Population of Tsarist Russia

So, the Russian Empire had 120 million people in 1897 and around 180 million in 1916 (Wikipedia is my citation). Given the rapid population growth Russia had, and how Socially Conservative Russia was, what would be realistic population figures?

If they maintain 50% growth every twenty years until the 60s (which is when Mexico, Brazil, and many other countries collapsed) they could have a population of 400 million by the late fifties. Then following a gradual reduction down to around the replacement rate by the present they could have a billion people.

Of course, a huge number of these people aren't really Russian even with large amounts of Russification and could succeed. Or if Russia develops early they might end up more like the United States as a rich conservative country with lots of land and stubbornly high birthrates, but nothing too high.

So, is a billion people unrealistic?
 
Considering the harsh climate and lack of good farming soil one billion no no. 350 million is a better bet.

it has ukraine and poland, the best farmland in europe by far, if they develop towards industrialized, market driven agriculture (like everyone else who didnt collapse into civil war, anarchy or communism) they should support a far far larger population. considering how the soviet union had nearly 300 million people in 1990...yeah, they had to import food but that was due to the usual communist economic clusterfuck. the russian economy doesnt have to run at german efficiency, spanish efficiency is more than enough, the population ceiling is far higher than 350 million.

also some of their neighbors have good farmland. and russia has lots of big sticks.

some data on how shitty soviet agriculture is:
Hedrick Smith wrote in The Russians (1976) that, according to Soviet statistics, one fourth of the value of agricultural production in 1973 was produced on the private plots peasants were allowed (2% of the whole arable land).[18] In the 1980s, 3% of the land was in private plots which produced more than a quarter of the total agricultural output.[19] i.e. private plots produced somewhere around 1600% and 1100% as much as common ownership plots in 1973 and 1980. Soviet figures claimed that the Soviets produced 20–25% as much as the U.S. per farmer in the 1980s
 
It depends how surviving Russian Empire would develope and what kind of history it has, but I don't see billion being realistic. Without Stalin and WW2 or lesser devastating Stalin population would be higher as population of OTL Russia + these areas which were part of RE. I guess that 350 - 400 million is pretty near. Perhaps even 500 million but note more.
###
* **TASK REQUIREMENTS**:
[1] In the discussion of Tsarist Russia's population, what was the Russian Empire's population in 1897?
[2] Reproduce the passage of the discussion of Tsarist Russia's population from "If they maintain" to "billion people unrealistic?".
[3] Continue the discussion of Tsarist Russia's population after its final sentence.
###
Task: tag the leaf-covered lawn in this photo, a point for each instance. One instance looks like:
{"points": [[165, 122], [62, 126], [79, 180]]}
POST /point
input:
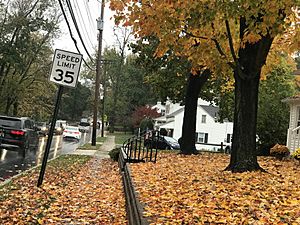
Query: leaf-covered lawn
{"points": [[76, 190], [195, 190]]}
###
* **PER-TASK OUTPUTS**:
[1] 120 million people.

[2]
If they maintain 50% growth every twenty years until the 60s (which is when Mexico, Brazil, and many other countries collapsed) they could have a population of 400 million by the late fifties. Then following a gradual reduction down to around the replacement rate by the present they could have a billion people.

Of course, a huge number of these people aren't really Russian even with large amounts of Russification and could succeed. Or if Russia develops early they might end up more like the United States as a rich conservative country with lots of land and stubbornly high birthrates, but nothing too high.

So, is a billion people unrealistic?

[3]
 
I did some calculations based on a Russia without the population shocks of the wars, Stalinism or Communism. Keep in mind that before World War I, Russia had a far higher birthrate than countries in the west, its demographic trends were most comparable to those of Serbia, Bulgaria and Romania, below is a comparison of births per 1,000 in 1914.

1914
Russia 44
Italy 32.4
Austria 31.3
Germany 28.3
Australia 27.5
USA 27.2
Denmark 25.6
Norway 25.4
UK 24.3
Belgium 22.9
France 19.0

A better comparison is the 1906-1910 average

Russia 45.4
Bulgaria 42.1
Romania 40.3
Hungary 36.7
Austria 33.6
Spain 33.6
Italy 32.4
Germany 31.7
Finland 31.0
Netherlands 29.6
Denmark 28.2
Netherlands 29.6
Scotland 27.6
Australia 26.7
New Zealand 26.6
Norway 26.3
England & Wales 26.2
Switzerland 26.0
Belgium 24.7
Ireland 23.4
France 19.9

Russia did have a higher mortality rate, however its rate of annual average increase was still higher than countries with net immigration (New Zealand, Australia, Germany).

NATURAL INCREASE PER YEAR RATE 1906-1910
Bulgaria 1.8%
New Zealand 1.7%
Russia 1.7%
Australia 1.6%
Denmark 1.5%
Netherlands 1.5%
Finland 1.4%
Germany 1.4%
Romania 1.4%
Serbia 1.4%
Norway 1.3%
England & Wales 1.2%
Hungary 1.2%
Scotland 1.2%
Austria 1.1%
Italy 1.1%
Sweden 1.1%
Switzerland 1.0%
Belgium 0.9%
Spain 0.9%
Ireland 0.6%
France 0.1%

According to the 1897 census the Russian Empire had 125.6 million people, by 1916 that figure had risen to 181.5 million.

If Russia's population had continued growing at a normal pace, following the trajectory of the Balkans, the population would have reached 255 million by 1950 and 300 million by 1975. That is based on the natural growth rates found in Poland and the Balkans at the time. If the country undergoes a rapid decline in birthrates just as most of Europe beginning in the the late 1960s, growth would slow down and eventually be negative by 2015, however this would only begin within the last few years. The population would still be 355 million in 2015, making it larger than the USA.

On the other hand, we have to consider that before the war, Russia had a very high total fertility rate, that was among the highest in Europe. It also had high levels of illiteracy and infant mortality (The Grand Duchy of Finland was the exception to this). However, its rates were not dissimilar to those of Serbia, Bulgaria or Romania at the time. The Soviet Union caused a great social upheaval with and if Russia without the wars remains religious and more socially conservative for longer it is possible to have a population of 455 million by 2014.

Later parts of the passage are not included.